* **Stored rows**
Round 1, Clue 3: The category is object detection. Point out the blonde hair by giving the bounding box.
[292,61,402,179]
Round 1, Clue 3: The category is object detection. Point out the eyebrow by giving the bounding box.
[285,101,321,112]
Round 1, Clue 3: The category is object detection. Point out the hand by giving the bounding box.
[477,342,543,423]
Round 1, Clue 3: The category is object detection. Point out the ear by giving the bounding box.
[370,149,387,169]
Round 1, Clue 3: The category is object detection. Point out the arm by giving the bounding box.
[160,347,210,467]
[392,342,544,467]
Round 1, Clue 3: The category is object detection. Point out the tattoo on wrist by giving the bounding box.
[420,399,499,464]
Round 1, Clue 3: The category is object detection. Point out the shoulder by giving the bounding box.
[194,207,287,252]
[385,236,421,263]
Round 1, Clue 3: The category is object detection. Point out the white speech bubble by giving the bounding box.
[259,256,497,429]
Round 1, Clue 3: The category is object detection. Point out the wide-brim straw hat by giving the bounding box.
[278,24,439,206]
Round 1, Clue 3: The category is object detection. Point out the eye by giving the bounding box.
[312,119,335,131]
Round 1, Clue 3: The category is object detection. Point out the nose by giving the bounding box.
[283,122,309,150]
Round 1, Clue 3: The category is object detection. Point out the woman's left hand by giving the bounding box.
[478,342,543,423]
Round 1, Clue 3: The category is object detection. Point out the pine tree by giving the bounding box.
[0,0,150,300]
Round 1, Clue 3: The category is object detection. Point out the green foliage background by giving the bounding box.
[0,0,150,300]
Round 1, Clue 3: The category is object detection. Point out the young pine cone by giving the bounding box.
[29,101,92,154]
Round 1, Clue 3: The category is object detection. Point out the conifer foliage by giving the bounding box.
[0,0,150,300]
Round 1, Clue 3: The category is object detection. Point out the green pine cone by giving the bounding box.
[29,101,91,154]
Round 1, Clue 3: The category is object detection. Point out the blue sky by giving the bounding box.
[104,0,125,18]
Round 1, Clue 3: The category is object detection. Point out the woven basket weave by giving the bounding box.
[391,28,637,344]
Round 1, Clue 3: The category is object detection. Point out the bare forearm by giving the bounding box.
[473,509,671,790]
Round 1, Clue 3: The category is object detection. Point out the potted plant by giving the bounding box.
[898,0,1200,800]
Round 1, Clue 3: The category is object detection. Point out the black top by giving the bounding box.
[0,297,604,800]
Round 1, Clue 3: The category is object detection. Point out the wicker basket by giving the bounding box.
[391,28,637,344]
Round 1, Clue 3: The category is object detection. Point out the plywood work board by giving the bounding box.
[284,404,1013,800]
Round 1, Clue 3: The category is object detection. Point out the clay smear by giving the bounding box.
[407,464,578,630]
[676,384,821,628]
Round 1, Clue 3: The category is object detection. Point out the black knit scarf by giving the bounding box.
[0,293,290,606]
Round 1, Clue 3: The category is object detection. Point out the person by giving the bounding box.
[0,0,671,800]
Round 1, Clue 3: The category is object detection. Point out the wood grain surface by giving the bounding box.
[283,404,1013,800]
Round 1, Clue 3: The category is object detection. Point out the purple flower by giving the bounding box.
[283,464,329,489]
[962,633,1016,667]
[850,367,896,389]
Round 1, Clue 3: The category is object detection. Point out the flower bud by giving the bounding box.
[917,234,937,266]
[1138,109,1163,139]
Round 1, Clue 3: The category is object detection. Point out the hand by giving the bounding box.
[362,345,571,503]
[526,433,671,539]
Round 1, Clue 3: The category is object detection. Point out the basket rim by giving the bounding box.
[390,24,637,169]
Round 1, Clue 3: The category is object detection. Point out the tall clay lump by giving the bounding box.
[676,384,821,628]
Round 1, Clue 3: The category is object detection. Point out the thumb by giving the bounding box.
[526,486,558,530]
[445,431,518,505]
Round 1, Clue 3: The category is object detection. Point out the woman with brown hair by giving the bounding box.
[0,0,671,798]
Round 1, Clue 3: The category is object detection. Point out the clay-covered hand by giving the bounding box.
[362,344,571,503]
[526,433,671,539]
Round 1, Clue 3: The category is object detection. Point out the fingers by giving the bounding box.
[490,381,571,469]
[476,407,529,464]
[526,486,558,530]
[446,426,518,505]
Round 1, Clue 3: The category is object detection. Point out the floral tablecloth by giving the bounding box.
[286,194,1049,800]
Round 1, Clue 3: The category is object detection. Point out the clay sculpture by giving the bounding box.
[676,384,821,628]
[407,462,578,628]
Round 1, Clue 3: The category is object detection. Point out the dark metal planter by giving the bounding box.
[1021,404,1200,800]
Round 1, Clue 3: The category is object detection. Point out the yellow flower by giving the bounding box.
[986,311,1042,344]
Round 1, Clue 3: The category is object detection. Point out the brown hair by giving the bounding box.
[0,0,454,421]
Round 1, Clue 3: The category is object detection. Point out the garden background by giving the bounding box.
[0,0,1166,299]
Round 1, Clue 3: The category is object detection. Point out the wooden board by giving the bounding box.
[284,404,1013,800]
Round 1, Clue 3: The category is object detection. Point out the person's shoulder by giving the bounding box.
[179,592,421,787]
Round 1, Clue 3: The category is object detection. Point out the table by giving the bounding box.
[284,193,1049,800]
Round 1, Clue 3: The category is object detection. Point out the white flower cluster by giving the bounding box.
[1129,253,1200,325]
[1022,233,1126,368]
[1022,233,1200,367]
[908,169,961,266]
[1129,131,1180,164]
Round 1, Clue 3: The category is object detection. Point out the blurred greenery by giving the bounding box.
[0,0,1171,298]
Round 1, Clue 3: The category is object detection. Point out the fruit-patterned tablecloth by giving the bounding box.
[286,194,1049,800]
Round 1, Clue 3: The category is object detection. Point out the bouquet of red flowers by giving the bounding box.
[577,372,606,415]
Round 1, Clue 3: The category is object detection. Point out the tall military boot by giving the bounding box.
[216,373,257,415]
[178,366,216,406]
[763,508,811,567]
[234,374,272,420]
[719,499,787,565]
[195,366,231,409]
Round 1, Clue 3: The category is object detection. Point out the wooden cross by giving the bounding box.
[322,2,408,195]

* **What to do**
Rewrite all of the material above, changing every "Point out" to "Locate" and keeping everything else identical.

* **Solution to this exercise**
Round 1, Clue 3: The category is object detection. Locate the blonde hair by giving the bounding box.
[292,61,402,179]
Round 1, Clue 3: The category is object detection. Locate the eyebrow by giving the bounding box.
[285,101,321,112]
Round 1, Clue 3: The category is object detection. Locate the hand by giving the bounding box.
[477,342,543,423]
Round 1, Clue 3: The category is object detection. Locate the ear by giving the bounding box.
[370,149,387,169]
Round 1, Clue 3: The category is object detection. Locate the arm by giving the bounding box.
[160,347,210,467]
[392,342,544,467]
Round 1, Clue 3: The category is object detection. Locate the tattoo on wrist by giving the bounding box.
[420,399,499,464]
Round 1, Clue 3: The category is object detection. Locate the shoulder by giving the bounding box.
[194,207,287,252]
[385,236,421,263]
Round 1, Clue 3: The category is object detection. Locate the white speech bubble by giving the bounding box.
[259,256,497,429]
Round 1, Clue 3: The category is object detection. Locate the wide-brim straw hat by giving the bounding box.
[278,24,439,206]
Round 1, Clue 3: The category is object detection. Locate the eye by giving the bounding box.
[312,119,335,131]
Round 1, Clue 3: The category is object detection. Locate the nose by giving the bounding box.
[283,122,309,150]
Round 1, Clue 3: The category is object detection. Locate the woman's left hand by giving the bounding box.
[478,342,543,423]
Round 1, Clue 3: The category is object detection. Locate the pine tree by giving the bounding box.
[0,0,150,300]
Round 1, Clue 3: The category is object detection. Locate the green foliage background by giving the bounding box.
[0,0,150,300]
Round 1, Clue 3: The category is object detection. Locate the young pine cone by giving the bounding box.
[29,101,92,154]
Round 1, Clue 3: The category is object detection. Locate the conifer foliage by giving the bounding box.
[0,0,150,300]
Round 1, Clue 3: The category is object detection. Locate the green pine cone by giving the bounding box.
[29,101,91,154]
Round 1, Clue 3: The category is object detection. Locate the blue sky by giving the bounding box.
[104,0,125,18]
Round 1, Clue 3: The category is object detection. Locate the woven basket weave by giving the bounding box.
[391,28,637,344]
Round 1, Clue 3: The category is object detection. Locate the bare forearm by giving the bounding box.
[473,509,671,790]
Round 1, Clue 3: The category is object detection. Locate the potted plant by giving the bounding box.
[898,0,1200,800]
Round 1, Clue 3: The category is object detection. Locate the black top by giving the bounding box.
[0,297,604,800]
Round 1, Clue 3: The category is object detection. Locate the wicker basket by giving the bounding box.
[391,28,637,344]
Round 1, Clue 3: The category is object detection. Locate the plywood work board by giving the bounding box.
[284,404,1013,800]
Round 1, Clue 3: The category is object detection. Locate the clay smear by giving the bounding box.
[407,464,578,630]
[676,384,821,628]
Round 1, Clue 3: The category is object detection. Locate the black knit scarf by giving the bounding box.
[0,293,290,606]
Round 1, Clue 3: The category is object detection. Locate the person by giving the bounding box.
[0,0,671,800]
Round 1, Clue 3: The category is object detection. Locate the wood grain surface by giving the bounding box.
[283,404,1013,800]
Round 1, Clue 3: The category is object detection. Locate the purple flower by giving the bounding box.
[283,464,329,489]
[962,633,1016,667]
[850,367,896,389]
Round 1, Clue 3: The category is object detection. Locate the flower bud by giving the bounding box.
[917,234,937,266]
[1138,109,1163,139]
Round 1, Clue 3: The category is object detection. Locate the hand by giving the bounding box.
[362,345,571,503]
[526,433,671,539]
Round 1, Clue 3: The category is object detection. Locate the basket rim by giving the bounding box.
[390,24,637,169]
Round 1, Clue 3: The category is object detection. Locate the tall clay lump by giving the bounding box.
[676,384,821,628]
Round 1, Clue 3: The category is object detection. Locate the thumb by giving the bounding box.
[526,486,558,530]
[445,431,518,505]
Round 1, Clue 3: The category is object detection. Locate the woman with brown hair by giving the bounding box.
[0,0,671,798]
Round 1, Clue 3: The category is object detection. Locate the clay-covered hand by giving the bounding box.
[362,344,571,503]
[526,433,671,539]
Round 1, Clue 3: The category is object detection. Locate the fingers by giving the bounding box.
[490,381,571,469]
[476,407,529,464]
[526,486,558,530]
[446,426,518,505]
Round 1, Clue 3: The category is object detection. Locate the floral tablecloth by giving the bounding box.
[286,194,1049,800]
Round 1, Clue 3: The category is object detection. Locate the clay sculpture by giving the bounding box.
[676,384,821,628]
[407,462,578,628]
Round 1, Clue 3: The category is object detection. Locate the dark metal planter by giving the bounding box.
[1021,404,1200,800]
Round 1, Clue 3: The category is object detection. Locate the yellow flower by giving the bounding box.
[986,311,1042,344]
Round 1, Clue 3: The category is object detection. Locate the brown hair by giving the bounding box.
[0,0,454,421]
Round 1, Clue 3: The category is object detection. Locate the garden background by giving the bounding box.
[0,0,1166,299]
Round 1, Clue 3: The category is object detection. Locate the wooden board by giving the bounding box.
[284,404,1013,800]
Round 1, Clue 3: The category is object detection. Locate the person's shoulder by giving the bounding box.
[179,592,421,787]
Round 1, Clue 3: The category is object detection. Locate the table by giving the bounding box.
[284,193,1049,800]
Round 1, Clue 3: The category is object detection. Locate the white flower cluster by giving the bounding box.
[1129,253,1200,325]
[1022,233,1126,368]
[1022,233,1200,367]
[908,169,961,266]
[1129,131,1180,164]
Round 1, Clue 3: The category is object detection. Locate the blurred greenery by giving the bounding box.
[0,0,1171,298]
Round 1, Clue 3: The category is object detection. Locate the fruit-patterned tablecloth by giving the bounding box.
[286,194,1049,800]
Round 1, Clue 3: The category is object detection. Locate the bouquet of red flowers by giving the bounding box.
[577,372,606,415]
Round 1, Clue 3: The category is object detection. Locate the tall military boot by giving the bounding box.
[216,373,257,415]
[178,366,216,406]
[763,508,811,567]
[234,374,272,420]
[719,499,787,565]
[195,366,231,409]
Round 1, Clue 3: The category is object detection. Locate the wooden cross by giving the bounding box.
[322,2,408,195]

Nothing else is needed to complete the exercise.